Work to complete -> Could you copy every line of the listing below word for word, leaving out the pictures?

Provided entries ->
/---
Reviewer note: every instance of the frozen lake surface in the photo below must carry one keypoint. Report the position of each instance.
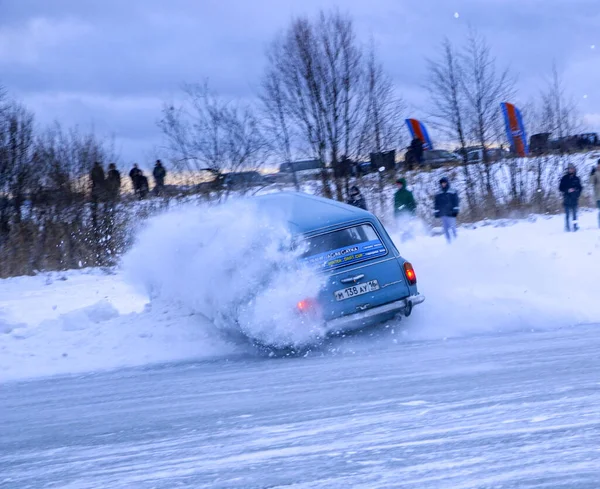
(514, 410)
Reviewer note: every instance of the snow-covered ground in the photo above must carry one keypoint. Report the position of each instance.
(493, 382)
(500, 276)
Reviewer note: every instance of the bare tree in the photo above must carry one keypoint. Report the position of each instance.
(384, 110)
(558, 111)
(484, 89)
(277, 119)
(321, 72)
(16, 171)
(208, 132)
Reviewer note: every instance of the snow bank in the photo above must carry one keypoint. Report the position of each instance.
(217, 274)
(231, 265)
(504, 276)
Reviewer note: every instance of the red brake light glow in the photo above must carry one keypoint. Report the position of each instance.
(306, 305)
(410, 273)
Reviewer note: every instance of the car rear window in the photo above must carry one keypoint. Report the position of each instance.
(343, 247)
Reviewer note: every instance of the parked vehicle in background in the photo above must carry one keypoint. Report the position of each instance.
(302, 166)
(440, 157)
(434, 158)
(368, 281)
(363, 168)
(493, 154)
(242, 180)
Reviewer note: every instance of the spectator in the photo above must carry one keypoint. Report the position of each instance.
(596, 184)
(98, 182)
(417, 151)
(143, 187)
(113, 182)
(447, 208)
(570, 187)
(134, 174)
(404, 201)
(159, 174)
(356, 199)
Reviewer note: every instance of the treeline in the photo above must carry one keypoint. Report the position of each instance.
(325, 94)
(46, 222)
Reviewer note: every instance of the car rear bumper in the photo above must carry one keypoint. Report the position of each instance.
(376, 314)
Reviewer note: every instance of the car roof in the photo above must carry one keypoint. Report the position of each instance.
(307, 213)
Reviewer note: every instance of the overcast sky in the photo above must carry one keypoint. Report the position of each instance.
(111, 64)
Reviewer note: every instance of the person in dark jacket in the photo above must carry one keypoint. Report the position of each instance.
(159, 174)
(404, 201)
(98, 182)
(416, 146)
(356, 199)
(570, 187)
(447, 208)
(143, 187)
(595, 181)
(113, 182)
(134, 174)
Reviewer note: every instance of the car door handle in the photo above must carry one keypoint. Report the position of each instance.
(350, 280)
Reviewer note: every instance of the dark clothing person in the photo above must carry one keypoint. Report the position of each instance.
(98, 182)
(143, 187)
(356, 199)
(404, 201)
(134, 174)
(417, 150)
(570, 187)
(159, 174)
(447, 208)
(595, 181)
(113, 182)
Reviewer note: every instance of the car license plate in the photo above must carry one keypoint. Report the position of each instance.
(358, 289)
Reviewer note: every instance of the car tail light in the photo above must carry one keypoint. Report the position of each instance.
(410, 273)
(307, 305)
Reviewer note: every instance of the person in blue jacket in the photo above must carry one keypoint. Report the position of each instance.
(570, 187)
(447, 208)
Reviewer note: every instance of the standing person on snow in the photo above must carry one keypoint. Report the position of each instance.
(446, 208)
(135, 174)
(98, 182)
(595, 179)
(159, 174)
(416, 146)
(404, 201)
(113, 182)
(570, 187)
(356, 199)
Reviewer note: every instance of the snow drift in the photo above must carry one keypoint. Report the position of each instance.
(232, 265)
(216, 272)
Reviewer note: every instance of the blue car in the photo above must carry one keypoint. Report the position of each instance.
(368, 282)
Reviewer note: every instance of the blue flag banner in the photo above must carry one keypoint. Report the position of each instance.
(515, 129)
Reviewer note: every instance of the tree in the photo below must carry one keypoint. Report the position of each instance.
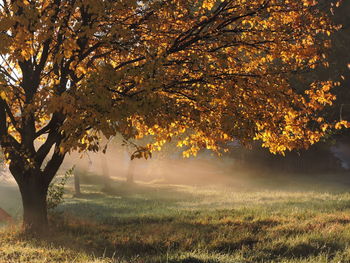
(205, 72)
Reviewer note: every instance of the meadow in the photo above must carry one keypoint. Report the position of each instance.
(158, 222)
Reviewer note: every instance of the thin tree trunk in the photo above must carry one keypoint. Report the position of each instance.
(105, 171)
(77, 184)
(130, 174)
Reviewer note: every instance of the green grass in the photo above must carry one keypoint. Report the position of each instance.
(150, 223)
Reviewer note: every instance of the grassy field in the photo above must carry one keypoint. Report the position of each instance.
(147, 223)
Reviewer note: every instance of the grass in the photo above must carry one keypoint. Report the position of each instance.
(153, 223)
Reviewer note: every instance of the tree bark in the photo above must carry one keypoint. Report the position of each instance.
(34, 193)
(130, 174)
(77, 184)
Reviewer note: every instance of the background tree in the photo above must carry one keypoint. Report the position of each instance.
(212, 71)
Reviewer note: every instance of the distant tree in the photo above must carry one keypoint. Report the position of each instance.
(71, 70)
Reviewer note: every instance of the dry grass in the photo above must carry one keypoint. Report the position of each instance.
(148, 223)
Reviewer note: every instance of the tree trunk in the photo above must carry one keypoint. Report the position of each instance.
(34, 193)
(77, 184)
(130, 174)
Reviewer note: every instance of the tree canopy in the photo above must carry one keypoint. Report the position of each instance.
(205, 72)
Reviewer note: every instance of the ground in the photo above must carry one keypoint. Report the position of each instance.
(153, 223)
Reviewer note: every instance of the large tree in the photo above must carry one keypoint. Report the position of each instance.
(205, 72)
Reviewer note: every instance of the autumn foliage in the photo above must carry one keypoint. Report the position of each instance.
(200, 72)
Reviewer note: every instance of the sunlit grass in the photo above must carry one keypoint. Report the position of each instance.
(146, 223)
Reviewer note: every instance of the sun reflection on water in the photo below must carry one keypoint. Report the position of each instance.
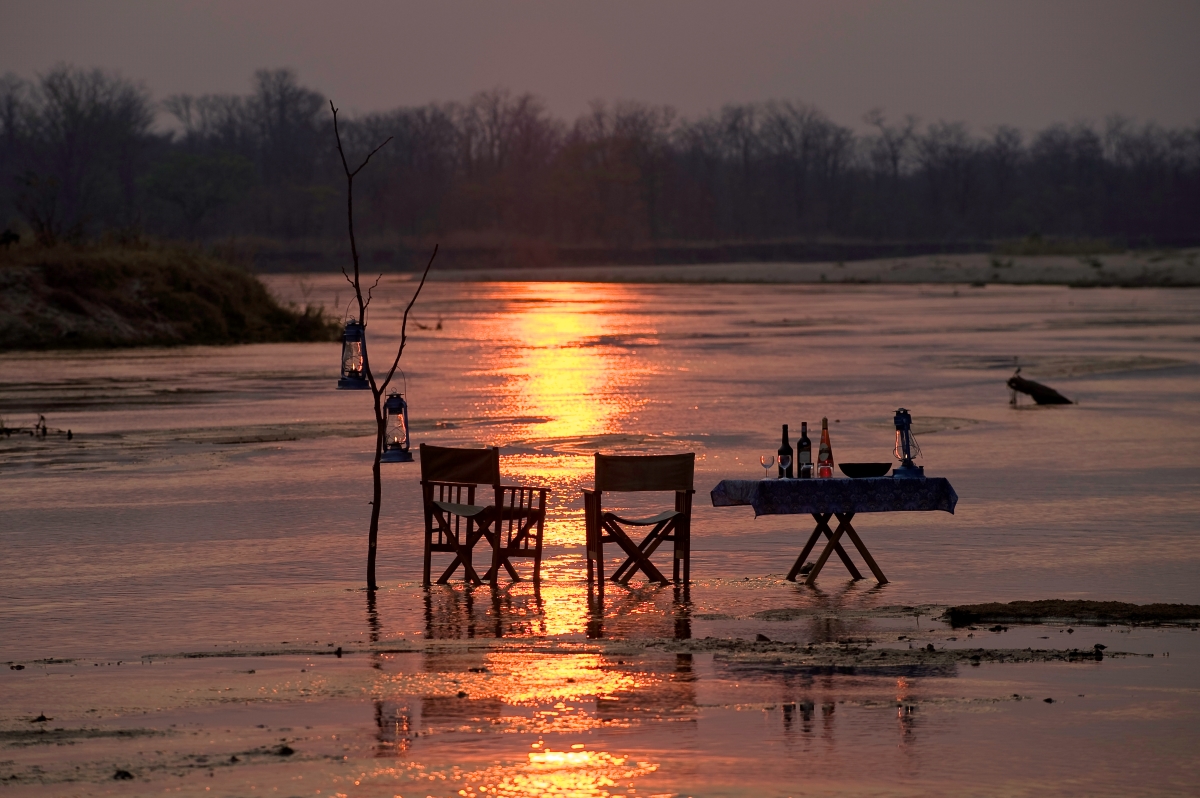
\---
Result ->
Reviewer note: every instance of the frozen lake surface in the photo below must carry one keypoint. Report the position of each instance.
(514, 410)
Reviewer note: every instance of the snow-covered ground in the photo above must carry one keypoint. Report the position of each instance.
(493, 382)
(500, 276)
Reviewer note: every instance of the bare tree in the photo above must carry one keypoint. Report the position of each instance.
(384, 110)
(558, 111)
(484, 89)
(277, 119)
(321, 72)
(16, 171)
(208, 132)
Reviewer note: every instance of the snow bank in the photo above must carry one keypoint. Report the position of each instance.
(217, 274)
(231, 265)
(504, 276)
Reviewer note: every instance of the red brake light glow in the photo above must carry one keypoint. Report the position of each instance.
(306, 305)
(410, 273)
Reviewer note: every instance of the car rear window in the photo above must carry one keypoint. Report the position of each instance.
(343, 247)
Reviewer note: every instance of the parked vehicle in background in the photo above must carry one keypoint. Report the position of each instance.
(302, 166)
(440, 157)
(434, 158)
(368, 281)
(363, 168)
(493, 154)
(242, 180)
Reviewer note: every instance of the spectator in the photo above must carry one keypoint. Report the position of each instance.
(596, 184)
(98, 182)
(417, 151)
(143, 187)
(113, 182)
(447, 208)
(570, 187)
(134, 174)
(404, 201)
(159, 174)
(356, 199)
Reviewer note: every instance of the treeline in the photo above must carry one keypoint. Report the position of each instance.
(325, 94)
(46, 222)
Reviewer note: every instance of the car rear bumper in the photo above must carry one keypoint. Report the position of each instance.
(376, 314)
Reviewer note: every instance of the car roof in the photo above must carry one keypoint. Report the position of each instance.
(307, 213)
Reviewer note: every instance of the overcast sky in the photo above must carry one keypoint. Report the position of each instance.
(111, 64)
Reviewer note: every instance of the person in dark jacket in the photo above must carry one keypoint. Report the position of each instance.
(159, 174)
(404, 201)
(98, 182)
(416, 146)
(356, 199)
(570, 187)
(447, 208)
(143, 187)
(595, 181)
(113, 182)
(134, 174)
Reviewer note: every instance of the car door handle in the photo above must carry one keypoint. Report the position of each instance.
(350, 280)
Reviewer note: every instance of the dark clothing person in the photo above must carry one keypoint. Report the position of each instance.
(98, 182)
(143, 187)
(356, 199)
(404, 201)
(134, 174)
(417, 150)
(570, 187)
(159, 174)
(447, 208)
(595, 181)
(113, 182)
Reviewer note: every instance of the car license plate in the photo above must carry one keypoint. Report the position of each instance.
(358, 289)
Reviewer note: every instance of the car tail light in the photo above must carry one keypoint. Report the position of each instance.
(410, 273)
(307, 305)
Reviewer note: every instance of the person in blue jacket in the photo above must carry one keypoint. Report the position of each instance.
(570, 187)
(447, 208)
Reviewer note: every instance of the standing person on snow in the photo above must carry one keypoint. Report the position of each instance.
(446, 208)
(135, 174)
(98, 182)
(595, 179)
(159, 174)
(416, 146)
(404, 201)
(113, 182)
(570, 187)
(356, 199)
Reviewer note: every instance of the snow drift in the photo above must carry one keypoint. Report the position of each instance.
(232, 265)
(216, 272)
Reviewer note: every instance of the blue car in the photo above must carry one keypoint. Report the position of each instance.
(368, 282)
Reviewer note: every instance of the blue flag banner in the photo above must carry one keypoint. Report the position of each instance.
(515, 129)
Reviewer note: every instance of the tree in the photo below must carry one keypoint. Report the position of each instance.
(205, 72)
Reviewer note: every instance of the meadow in the photo above must carry one keypoint. Report the position of each instance.
(158, 222)
Reviewer note: every instance of the thin tree trunk in the photo above must carry one keypoint. Report the position of each instance.
(105, 171)
(77, 184)
(130, 174)
Reviewer note: every instance of the green grass in the photo above must carry one keypoint. Report the position of each instance.
(150, 223)
Reviewer note: every instance of the grassy field in the photo above must carry one keypoint. Report the position of each instance.
(147, 223)
Reviewer note: every instance of the grass in the photo above must carry one keypoint. Report the position of each instance.
(153, 223)
Reviewer note: every instance of the tree bark in the photo above must carry one keypoint. Report the position of each instance.
(34, 193)
(130, 174)
(77, 184)
Reviewer note: every instance of the background tree in the photo above must carry one keypoint. Report the position of each instance.
(212, 71)
Reviewer note: every instance of the distant tree in the photo above must carry one keypoint. Report the position of each instance.
(71, 70)
Reviewer note: every instance of the dry grass in the photo above must carry one keypoint. Report the position of each instance.
(148, 223)
Reviewer note: every instance of the tree trunk in the photo above must carry one keypoint. Report the position of each instance.
(34, 193)
(77, 184)
(130, 174)
Reviewer note: every instance of the tree canopy in the photo above must carry one keypoint. Report the position of each instance.
(205, 72)
Reviewer note: every instance of the ground in the photo above must carry one keypoint. Report the position of each instance.
(153, 223)
Reviewer note: every instance of the large tree in the photo above must carry one keypoint. Report the position of each instance.
(205, 72)
Reviewer note: every instance of the autumn foliage in the photo above must carry one keypoint. Report the position of each instance.
(200, 72)
Reviewer note: every instance of the sunlit grass in the photo above must carry one keypoint. Report the position of each instance.
(146, 223)
Reviewer note: every instance of the sun reflection on water in the photo below must carry one keypoint. Report the position of each instance.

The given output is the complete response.